→ TRY IT
Each line below with the string "rocking" should be copied.

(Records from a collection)
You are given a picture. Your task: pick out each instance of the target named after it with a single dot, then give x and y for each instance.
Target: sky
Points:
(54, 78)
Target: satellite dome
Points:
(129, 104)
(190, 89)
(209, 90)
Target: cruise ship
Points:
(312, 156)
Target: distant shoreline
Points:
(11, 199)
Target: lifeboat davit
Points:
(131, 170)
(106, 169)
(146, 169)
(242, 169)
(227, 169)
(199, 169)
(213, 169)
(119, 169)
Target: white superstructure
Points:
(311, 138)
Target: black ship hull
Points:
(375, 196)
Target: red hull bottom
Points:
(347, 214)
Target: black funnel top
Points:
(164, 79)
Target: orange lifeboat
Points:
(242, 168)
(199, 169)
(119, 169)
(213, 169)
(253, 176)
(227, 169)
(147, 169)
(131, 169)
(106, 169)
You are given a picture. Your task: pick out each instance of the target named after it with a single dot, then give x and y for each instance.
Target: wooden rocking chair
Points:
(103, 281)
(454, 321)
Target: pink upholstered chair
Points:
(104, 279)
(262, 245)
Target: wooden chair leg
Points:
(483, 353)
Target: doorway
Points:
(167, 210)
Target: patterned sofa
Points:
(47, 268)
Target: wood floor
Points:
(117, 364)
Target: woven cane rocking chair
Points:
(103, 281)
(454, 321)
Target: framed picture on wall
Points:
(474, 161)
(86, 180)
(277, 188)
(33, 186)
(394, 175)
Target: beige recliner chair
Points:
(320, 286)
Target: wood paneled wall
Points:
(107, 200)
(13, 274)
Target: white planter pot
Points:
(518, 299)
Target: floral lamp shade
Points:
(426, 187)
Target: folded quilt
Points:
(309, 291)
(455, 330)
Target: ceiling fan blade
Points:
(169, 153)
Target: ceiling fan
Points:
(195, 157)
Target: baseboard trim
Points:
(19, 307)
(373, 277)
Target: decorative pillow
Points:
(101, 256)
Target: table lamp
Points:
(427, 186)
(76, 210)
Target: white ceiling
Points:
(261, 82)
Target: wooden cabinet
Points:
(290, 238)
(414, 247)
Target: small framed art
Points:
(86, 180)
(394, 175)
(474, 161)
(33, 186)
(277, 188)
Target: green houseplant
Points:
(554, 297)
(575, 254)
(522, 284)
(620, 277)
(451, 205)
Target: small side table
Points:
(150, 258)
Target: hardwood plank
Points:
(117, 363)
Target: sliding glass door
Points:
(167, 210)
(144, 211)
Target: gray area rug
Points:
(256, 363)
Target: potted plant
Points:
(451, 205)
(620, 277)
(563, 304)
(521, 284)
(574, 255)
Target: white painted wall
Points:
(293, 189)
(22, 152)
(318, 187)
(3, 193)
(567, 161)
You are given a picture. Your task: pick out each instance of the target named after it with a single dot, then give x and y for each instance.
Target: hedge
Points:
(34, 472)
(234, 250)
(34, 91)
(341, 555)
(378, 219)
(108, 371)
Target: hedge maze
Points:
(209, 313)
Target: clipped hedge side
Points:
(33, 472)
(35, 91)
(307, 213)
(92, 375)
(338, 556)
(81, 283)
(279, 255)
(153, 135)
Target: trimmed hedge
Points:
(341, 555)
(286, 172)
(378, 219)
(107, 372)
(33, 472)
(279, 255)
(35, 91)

→ OUTPUT OF THE EXERCISE
Target: wooden rocking chair
Target: woven cane rocking chair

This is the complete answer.